## [Written instruction]
Continue the passage on the cost and energy modeling of Lovelock clusters, picking up after its final sentence.

## [Excerpted passage]
************

In this paper, we take a first step towards understanding the feasibility of Lovelock. Specifically, we:

- Explore, using very simple analytic models, the cost and power-efficiency gains from Lovelock relative to traditional clusters with servers (§4)
- Describe, and substantiate with measurements, a few applications that can benefit from Lovelock (§5).
- Discuss directions for future research (§6).

### 4 Energy and Cost Modeling

The cost and energy benefits of Lovelock are somewhat difficult to quantify, in part due to the scarcity of public information on capital costs, and because both cost and power advantages can change over time. We use an analytical model to get a preliminary understanding of Lovelock's benefits. Our analysis is best-effort given the available public information. **Notation.** Suppose  $c_s$  is the capital cost of a server relative to that of a SmartNIC and  $p_s$  the power draw of a server relative to a SmartNIC. Analogously, let  $c_p$  be the cost of PCIe devices (again, relative to the SmartNIC) attached to a server in a traditional cluster, or to the SmartNIC in Lovelock, and let  $p_p$  be their relative power. Now, a Lovelock cluster is likely to be slower than a traditional cluster, which presents cluster designers with two degrees of freedom: they can provision  $\phi$  times more SmartNICs than a traditional cluster servers and/or accept a slow-down  $\mu$  on application execution. These two terms are knobs that designers can use to trade-off cost, power, and application performance<sup>1</sup>.

**Cost and energy saving.** Using the notation above, we can approximate the ratio of the capital cost of a traditional cluster to the cost of a Lovelock cluster as:

$$\frac{c_s + c_p}{\phi + c_p} \tag{1}$$

and the ratio of the power draw of a traditional cluster to that of a Lovelock cluster as:

$$\frac{p_s + p_p}{\mu(\phi + p_p)} \tag{2}$$

A recent white paper from NVIDIA on their Bluefield v2 SmartNIC [6] suggests  $c_s \approx 7$  and  $p_s \approx 11$ . A Lovelock cluster without PCIe devices that runs bandwidth-intensive applications and has  $3\times$  as many SmartNICs as servers (i.e.,  $\phi=3$ ) and runs these applications 20% slower (i.e.,  $\mu=1.2$ ) is still  $2.3\times$  cheaper and uses  $3.1\times$  less energy!

For a cluster with PCIe devices, assume that the cost and power of PCIe devices is about 75% of the total system². Then, using  $c_s=7$ ,  $p_s=11.2$  in [6] again, the cost and power ratios for PCIe devices will be  $c_p=7\times\frac{0.75}{1-0.75}=21$  and  $p_p=11.2\times\frac{0.75}{1-0.75}=33.6$ . A Lovelock cluster with

<sup>&</sup>lt;sup>1</sup>For ease of exposition, we have omitted fabric costs from the model. However, the model can be extended easily to account for increased fabric costs; we discuss this in §5.2 and §6.

<sup>&</sup>lt;sup>2</sup>Rough estimate based on commercial systems with 4 GPUs/server.



FIGURE 3: Per-core performance when each core (SMT) independently executes a TPC-H query (so, no synchronization among cores). A proprietary analytics execution engine and TPC-H scale factor 1 (about 1 GB of data when uncompressed) were used. Performance was measured by execution time and normalized by the performance of Intel IPU E2000 when used only one core.

************

(Object position labeling entries)

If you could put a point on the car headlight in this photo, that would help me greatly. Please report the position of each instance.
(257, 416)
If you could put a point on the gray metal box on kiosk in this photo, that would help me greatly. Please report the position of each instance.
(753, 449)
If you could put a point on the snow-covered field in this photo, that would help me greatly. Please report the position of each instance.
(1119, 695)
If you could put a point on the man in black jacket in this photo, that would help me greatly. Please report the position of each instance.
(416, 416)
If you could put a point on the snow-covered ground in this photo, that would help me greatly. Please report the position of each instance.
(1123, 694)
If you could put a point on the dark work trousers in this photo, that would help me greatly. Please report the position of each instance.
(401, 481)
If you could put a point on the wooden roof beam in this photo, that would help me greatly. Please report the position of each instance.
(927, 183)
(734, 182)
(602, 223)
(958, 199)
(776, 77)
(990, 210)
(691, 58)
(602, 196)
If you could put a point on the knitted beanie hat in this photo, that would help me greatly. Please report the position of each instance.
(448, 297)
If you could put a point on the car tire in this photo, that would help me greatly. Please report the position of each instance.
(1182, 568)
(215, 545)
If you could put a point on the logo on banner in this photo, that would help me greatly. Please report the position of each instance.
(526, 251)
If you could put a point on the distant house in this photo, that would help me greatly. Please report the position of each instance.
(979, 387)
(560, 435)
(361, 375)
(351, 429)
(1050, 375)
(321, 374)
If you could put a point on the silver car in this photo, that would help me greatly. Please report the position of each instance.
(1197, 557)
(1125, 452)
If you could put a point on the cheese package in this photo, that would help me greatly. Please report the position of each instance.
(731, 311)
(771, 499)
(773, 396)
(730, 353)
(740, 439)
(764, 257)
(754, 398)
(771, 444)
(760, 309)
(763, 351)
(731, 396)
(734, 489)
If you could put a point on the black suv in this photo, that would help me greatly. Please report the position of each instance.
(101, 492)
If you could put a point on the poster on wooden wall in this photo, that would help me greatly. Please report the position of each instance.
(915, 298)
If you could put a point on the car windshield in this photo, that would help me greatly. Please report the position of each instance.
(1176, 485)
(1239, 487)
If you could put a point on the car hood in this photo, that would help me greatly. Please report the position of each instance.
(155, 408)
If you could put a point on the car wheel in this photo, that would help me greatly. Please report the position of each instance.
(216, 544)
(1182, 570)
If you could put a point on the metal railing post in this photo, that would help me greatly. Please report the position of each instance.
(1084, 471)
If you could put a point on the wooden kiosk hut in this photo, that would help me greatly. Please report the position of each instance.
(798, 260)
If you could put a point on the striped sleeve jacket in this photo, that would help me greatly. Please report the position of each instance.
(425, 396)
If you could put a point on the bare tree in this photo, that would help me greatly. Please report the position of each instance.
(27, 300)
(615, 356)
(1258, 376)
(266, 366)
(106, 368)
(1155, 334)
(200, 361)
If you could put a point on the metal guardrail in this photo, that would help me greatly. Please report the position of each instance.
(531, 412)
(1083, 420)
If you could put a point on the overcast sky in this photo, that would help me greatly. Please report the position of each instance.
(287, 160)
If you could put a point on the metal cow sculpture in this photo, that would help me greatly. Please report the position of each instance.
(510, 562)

************

## [Output below]
1 smart NIC in place of 1 server (i.e.,  $\phi=1$ ) and without any slowdown, has a 1.27x cost saving and 1.3x energy reduction. If Lovelock is configured to use 2x more smart NICs ( $\phi=2$ ) to improve application performance by 10% ( $\mu=0.9$ ), it can save 1.22x on cost and 1.4x on energy.

In §5, we use this model to quantify benefits of Lovelock.

### 5 Initial Study Results

In this section, we explore the following hypotheses with respect to Lovelock clusters:

- Smart NIC CPU cores can outperform traditional hosts for memory-bandwidth-intensive workloads (§5.1).
- Higher network bandwidth can improve query processing performance at lower cost (§5.2).
- They have CPU and memory capacity to drive high performance accelerators such as GPUs/TPUs, and giving higher bandwidth per accelerator reduces accelerator stalls (§5.3).

### 5.1 Higher CPU Core Efficiency

Smart NICs have 7-11x fewer cores than traditional systems (Table 1). If a smart NIC is  $\sim$ 7x cheaper than a traditional host [6], a Lovelock cluster with compute capacity comparable to a traditional cluster will have no cost advantages.

However, we anticipate that, at least for data-intensive work-loads, each core of smart NIC can outperform a traditional host's core because it has higher memory bandwidth and larger L3 cache. To quantify this, we run TPC-H benchmarks with scale factor of 1 on an analytics execution engine to show that contention on shared bandwidth impacts traditional host core performance much more than a Smart NIC core.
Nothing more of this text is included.